▸ **Exercise requirements**: The records below are to be transcribed exactly as they appear.

▸ **Information provided**:

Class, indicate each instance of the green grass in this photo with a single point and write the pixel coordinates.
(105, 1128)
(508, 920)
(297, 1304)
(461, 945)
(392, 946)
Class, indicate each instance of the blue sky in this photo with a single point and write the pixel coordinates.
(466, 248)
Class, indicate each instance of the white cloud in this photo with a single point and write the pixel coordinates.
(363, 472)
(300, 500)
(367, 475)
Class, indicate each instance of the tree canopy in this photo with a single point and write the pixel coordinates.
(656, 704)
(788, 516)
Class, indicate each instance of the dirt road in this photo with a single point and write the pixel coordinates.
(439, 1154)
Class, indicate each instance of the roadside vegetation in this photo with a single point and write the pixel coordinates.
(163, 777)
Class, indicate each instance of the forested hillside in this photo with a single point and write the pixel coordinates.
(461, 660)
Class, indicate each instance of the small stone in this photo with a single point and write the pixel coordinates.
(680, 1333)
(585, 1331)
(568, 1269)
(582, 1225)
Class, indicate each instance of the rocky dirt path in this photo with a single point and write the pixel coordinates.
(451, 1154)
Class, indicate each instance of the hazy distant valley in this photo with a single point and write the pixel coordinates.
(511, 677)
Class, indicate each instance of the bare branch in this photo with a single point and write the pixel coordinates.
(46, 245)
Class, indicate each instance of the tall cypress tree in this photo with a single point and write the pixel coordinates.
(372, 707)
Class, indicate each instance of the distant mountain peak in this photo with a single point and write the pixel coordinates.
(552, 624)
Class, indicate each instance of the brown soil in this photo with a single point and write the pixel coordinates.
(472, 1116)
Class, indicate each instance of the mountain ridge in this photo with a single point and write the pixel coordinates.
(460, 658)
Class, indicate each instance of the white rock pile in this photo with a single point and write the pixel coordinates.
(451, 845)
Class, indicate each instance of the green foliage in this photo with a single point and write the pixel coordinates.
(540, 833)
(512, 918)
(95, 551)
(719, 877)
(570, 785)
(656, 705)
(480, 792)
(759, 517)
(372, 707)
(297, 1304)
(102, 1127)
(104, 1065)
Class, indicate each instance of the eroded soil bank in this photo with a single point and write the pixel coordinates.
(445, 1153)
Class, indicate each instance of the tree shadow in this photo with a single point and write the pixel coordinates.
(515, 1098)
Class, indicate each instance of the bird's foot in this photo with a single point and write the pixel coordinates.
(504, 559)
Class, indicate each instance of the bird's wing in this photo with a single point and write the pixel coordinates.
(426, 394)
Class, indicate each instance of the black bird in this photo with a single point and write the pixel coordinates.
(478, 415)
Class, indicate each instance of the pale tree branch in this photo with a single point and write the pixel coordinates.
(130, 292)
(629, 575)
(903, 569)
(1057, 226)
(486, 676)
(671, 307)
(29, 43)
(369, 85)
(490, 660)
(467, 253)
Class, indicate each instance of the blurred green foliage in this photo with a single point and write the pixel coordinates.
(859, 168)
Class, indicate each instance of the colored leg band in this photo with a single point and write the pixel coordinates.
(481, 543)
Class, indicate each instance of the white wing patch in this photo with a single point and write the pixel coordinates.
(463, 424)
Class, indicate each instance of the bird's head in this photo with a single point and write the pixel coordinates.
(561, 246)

▸ **Written reply**:
Class, indicate each instance of the green grass in this photo with a single point and write the pixel coordinates.
(105, 1128)
(508, 920)
(297, 1304)
(461, 945)
(392, 946)
Class, indicate each instance of the blue sky in this photo with a single point and write the pixel coordinates.
(466, 248)
Class, indicate each instance of the white cloud in this photo with a single point and write the pixel coordinates.
(363, 472)
(300, 500)
(367, 475)
Class, indicate each instance of the tree canopy in this photo with a single point and write the pixel coordinates.
(656, 704)
(788, 516)
Class, indicate each instance of the dirt road in this photo with a single point and write the pixel coordinates.
(439, 1154)
Class, indicate each instance of the roadside vegetation in this photo with a single point and write the pixel coordinates.
(163, 777)
Class, indicate each instance of the forested hillside in this photo with a single point and write the pixel coordinates.
(461, 660)
Class, indicate each instance of the small stone in this photo with a single point and write the pixel coordinates.
(680, 1333)
(585, 1331)
(568, 1269)
(582, 1225)
Class, indicate each instance of the rocky dirt path in this photo with a single point and write the pixel coordinates.
(451, 1154)
Class, indicate each instance of the hazy distant valley in this photo with a single point and write the pixel coordinates.
(511, 677)
Class, indicate each instance of the bare branch in this photo with a single point and write the pixel coordinates.
(46, 245)
Class, indicate each instance of the tall cypress tree in this photo with a single point and write the pixel coordinates.
(372, 707)
Class, indicate each instance of the distant mountain peak in this photo with a single point and write the pixel coordinates.
(552, 624)
Class, indicate each instance of the brown soil in this photo with a single point and write the pixel coordinates.
(472, 1116)
Class, indicate each instance of the mountain ridge in this photo with a single point and write the pixel coordinates.
(460, 658)
Class, indicate each instance of the white rock pile in this photo with a single point and write the pixel coordinates.
(451, 845)
Class, indicate each instance of the green foliage in this photo with a single point and write the pixel coordinates.
(540, 833)
(512, 918)
(95, 551)
(719, 877)
(570, 785)
(656, 705)
(480, 792)
(759, 517)
(372, 707)
(297, 1304)
(102, 1127)
(104, 1065)
Class, indicate each instance of the eroded soil bank in this photo with a single point and write the pixel coordinates.
(445, 1153)
Class, indicate each instance of the tree shadow in this photo with a single point and write the pixel coordinates.
(515, 1098)
Class, indicate each instance of the bird's foot in this photo with a single point and write the pixel coordinates.
(504, 559)
Class, indicate each instance of the bird's wing in this photo with a single point and write the pixel coordinates.
(426, 394)
Class, indicate each instance of the black bird in this photo with a single point and write the pixel coordinates.
(478, 415)
Class, indicate each instance of the pale tree branch in this photo with a single point and write the pixel coordinates.
(130, 292)
(629, 575)
(903, 569)
(1057, 226)
(486, 676)
(671, 307)
(29, 43)
(369, 85)
(490, 660)
(467, 253)
Class, indicate each instance of the blurred green foliage in this photo with a single point and write the pixel coordinates.
(859, 168)
Class, indicate each instance of the colored leg band in this photo with a single point and write the pixel coordinates.
(481, 543)
Class, indicate each instance of the white wing patch in this photo with a single point and write the pixel coordinates.
(463, 424)
Class, indicate each instance of the bird's head in this photo with a single point and write the pixel coordinates.
(561, 246)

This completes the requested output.